Photo object pointing items

* start *

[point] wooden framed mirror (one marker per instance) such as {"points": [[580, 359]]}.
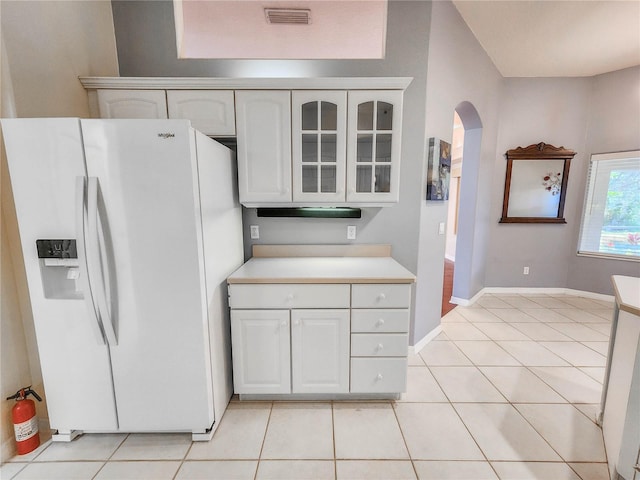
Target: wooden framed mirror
{"points": [[536, 184]]}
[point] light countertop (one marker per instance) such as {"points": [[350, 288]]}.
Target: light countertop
{"points": [[322, 270], [627, 293]]}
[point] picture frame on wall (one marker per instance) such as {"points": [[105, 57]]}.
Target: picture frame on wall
{"points": [[438, 170], [536, 184]]}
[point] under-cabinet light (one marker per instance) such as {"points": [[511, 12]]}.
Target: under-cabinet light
{"points": [[311, 212]]}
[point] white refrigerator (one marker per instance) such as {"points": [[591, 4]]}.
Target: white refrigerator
{"points": [[128, 229]]}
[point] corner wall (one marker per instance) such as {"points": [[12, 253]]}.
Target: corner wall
{"points": [[586, 114], [614, 126], [458, 70], [534, 110]]}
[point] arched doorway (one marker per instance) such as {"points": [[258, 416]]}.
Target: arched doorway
{"points": [[463, 278], [457, 144]]}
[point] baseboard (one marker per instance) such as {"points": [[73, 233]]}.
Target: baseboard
{"points": [[415, 349], [466, 302], [533, 291]]}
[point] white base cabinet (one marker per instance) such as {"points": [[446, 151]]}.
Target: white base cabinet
{"points": [[319, 338], [319, 351], [261, 351]]}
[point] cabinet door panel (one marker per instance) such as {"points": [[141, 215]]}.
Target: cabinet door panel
{"points": [[263, 121], [320, 351], [261, 355], [373, 146], [132, 104], [210, 111], [319, 123]]}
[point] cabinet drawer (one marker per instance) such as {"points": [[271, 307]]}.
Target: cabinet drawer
{"points": [[381, 296], [379, 344], [378, 375], [288, 296], [380, 320]]}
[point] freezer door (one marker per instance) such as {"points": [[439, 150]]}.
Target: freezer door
{"points": [[152, 264], [45, 160]]}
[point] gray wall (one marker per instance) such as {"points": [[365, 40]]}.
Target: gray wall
{"points": [[588, 115], [146, 47], [459, 71], [614, 125], [554, 111]]}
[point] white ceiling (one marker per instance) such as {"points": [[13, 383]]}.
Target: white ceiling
{"points": [[555, 38], [524, 38], [346, 29]]}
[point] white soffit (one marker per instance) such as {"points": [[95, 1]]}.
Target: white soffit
{"points": [[338, 29], [556, 38]]}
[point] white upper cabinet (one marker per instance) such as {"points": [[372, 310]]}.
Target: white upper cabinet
{"points": [[373, 146], [263, 121], [132, 103], [319, 126], [210, 111]]}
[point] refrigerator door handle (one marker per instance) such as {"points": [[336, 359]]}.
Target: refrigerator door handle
{"points": [[95, 261], [83, 278]]}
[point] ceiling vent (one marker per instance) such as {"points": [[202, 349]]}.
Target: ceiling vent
{"points": [[288, 16]]}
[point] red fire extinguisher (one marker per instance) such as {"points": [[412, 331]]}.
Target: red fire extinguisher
{"points": [[25, 423]]}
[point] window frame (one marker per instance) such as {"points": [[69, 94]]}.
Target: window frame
{"points": [[598, 186]]}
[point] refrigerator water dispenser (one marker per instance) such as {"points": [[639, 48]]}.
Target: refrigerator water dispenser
{"points": [[59, 268]]}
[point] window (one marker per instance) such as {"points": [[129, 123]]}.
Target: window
{"points": [[611, 219]]}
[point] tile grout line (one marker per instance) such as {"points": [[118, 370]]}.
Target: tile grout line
{"points": [[514, 407], [393, 405], [264, 439], [111, 456], [333, 434]]}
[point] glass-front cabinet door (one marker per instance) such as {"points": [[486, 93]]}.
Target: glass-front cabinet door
{"points": [[373, 155], [319, 145]]}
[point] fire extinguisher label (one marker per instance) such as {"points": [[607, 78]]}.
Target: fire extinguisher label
{"points": [[26, 430]]}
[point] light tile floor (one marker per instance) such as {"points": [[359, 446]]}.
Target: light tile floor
{"points": [[509, 390]]}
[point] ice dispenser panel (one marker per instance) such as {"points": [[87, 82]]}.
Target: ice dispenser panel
{"points": [[59, 268]]}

* end *

*Work instructions*. Rewrite all the items with "one marker per instance" renamed to "one point for each instance" and nothing else changed. Leave the pictures out.

*Solution to the exercise*.
[point] wooden framed mirror (one point for each instance) such as {"points": [[580, 359]]}.
Target: wooden framed mirror
{"points": [[536, 184]]}
[point] light countertop (one point for each instance) such as {"points": [[350, 288]]}.
Target: light countertop
{"points": [[322, 270], [627, 293]]}
[point] picture frame on wall (one point for each instance) such as {"points": [[105, 57]]}.
Target: picture frame on wall
{"points": [[438, 170], [536, 184]]}
[point] under-cabinet light (one point for each instance) such as {"points": [[511, 12]]}.
Target: under-cabinet light
{"points": [[311, 212]]}
[point] white refrigerator (one point for each instance) such as {"points": [[591, 4]]}.
Target: white refrigerator
{"points": [[128, 229]]}
[point] corner wall (one point for each instance) such as {"points": [[12, 253]]}.
Target: corner wall
{"points": [[586, 114], [614, 126], [458, 70], [534, 110]]}
[point] arched doorway (one point for each instance) such as {"points": [[258, 416]]}.
Target: arched doorway
{"points": [[463, 278], [457, 144]]}
[point] baseboard (one point for each instance) such as {"points": [[73, 233]]}.
Target: baseboard
{"points": [[415, 349], [466, 302], [533, 291]]}
[point] white base cabinet (one point for each instance) such as {"points": [[446, 151]]}.
Target: white base cabinet
{"points": [[319, 338], [319, 351], [261, 351]]}
[point] cabinet door panel (one point for each instance) such as {"points": [[141, 215]]}.
Target: cabinet door panel
{"points": [[263, 121], [320, 351], [261, 355], [373, 146], [132, 104], [210, 111], [319, 123]]}
[point] cabinet drawer (one point for each instance) such as {"points": [[271, 307]]}.
Target: cabinet drawer
{"points": [[381, 296], [379, 344], [378, 375], [288, 296], [380, 320]]}
[point] freezer door (one point for each instance) such as {"points": [[439, 150]]}.
Target: freezer door
{"points": [[152, 264], [45, 160]]}
[point] gray wall (one point for each instance) such as {"points": [[365, 40]]}.
Target: gray wall
{"points": [[588, 115], [146, 47], [459, 71], [614, 125], [554, 111]]}
[point] white ceiling (one point for each instance) such as {"points": [[13, 383]]}.
Target: white ceiling
{"points": [[555, 38], [524, 38], [346, 29]]}
[point] white soffit (one point for each instance) such as {"points": [[95, 1]]}.
Target: white soffit
{"points": [[338, 29], [556, 38]]}
[point] white upper cabinet (one point for each instance) such as {"points": [[372, 310]]}.
Target: white upper cabinet
{"points": [[373, 146], [263, 121], [132, 103], [319, 126], [210, 111]]}
[point] refrigerator door handle (one point for each instance) such as {"points": [[336, 359]]}.
Target: refrigerator door handle
{"points": [[95, 261], [83, 278]]}
[point] ceiling vent (one point for each instance) such as {"points": [[202, 349]]}.
Target: ceiling vent
{"points": [[288, 16]]}
[point] red fire extinguisher (one point for each instance) such as {"points": [[412, 331]]}.
Target: red fire extinguisher
{"points": [[25, 423]]}
[point] window frame (one point for each instance) such as {"points": [[69, 94]]}.
Target: window frame
{"points": [[598, 186]]}
[point] refrigerator water dispenser (one point for each instance) such as {"points": [[639, 48]]}.
Target: refrigerator water dispenser
{"points": [[59, 268]]}
[point] window (one point for each instance) such as {"points": [[129, 123]]}.
Target: window
{"points": [[611, 219]]}
[point] tile grout line (one point for each instance) such as {"points": [[118, 370]]}.
Target: tile grout line
{"points": [[514, 407], [393, 405], [264, 439], [111, 456], [333, 434]]}
[point] glass-front cabinet door (one point for each instance) such as {"points": [[486, 93]]}.
Target: glass-front cabinet door
{"points": [[373, 155], [319, 145]]}
[point] fire extinguisher label (one point for each instance) such as {"points": [[607, 78]]}.
Target: fire extinguisher label
{"points": [[26, 430]]}
[point] light tile floor (one point for each instance) such as {"points": [[359, 446]]}.
Target: light tile floor
{"points": [[509, 390]]}
[point] ice dispenser panel (one point for each instance) such as {"points": [[87, 82]]}.
Target: ice dispenser panel
{"points": [[59, 268]]}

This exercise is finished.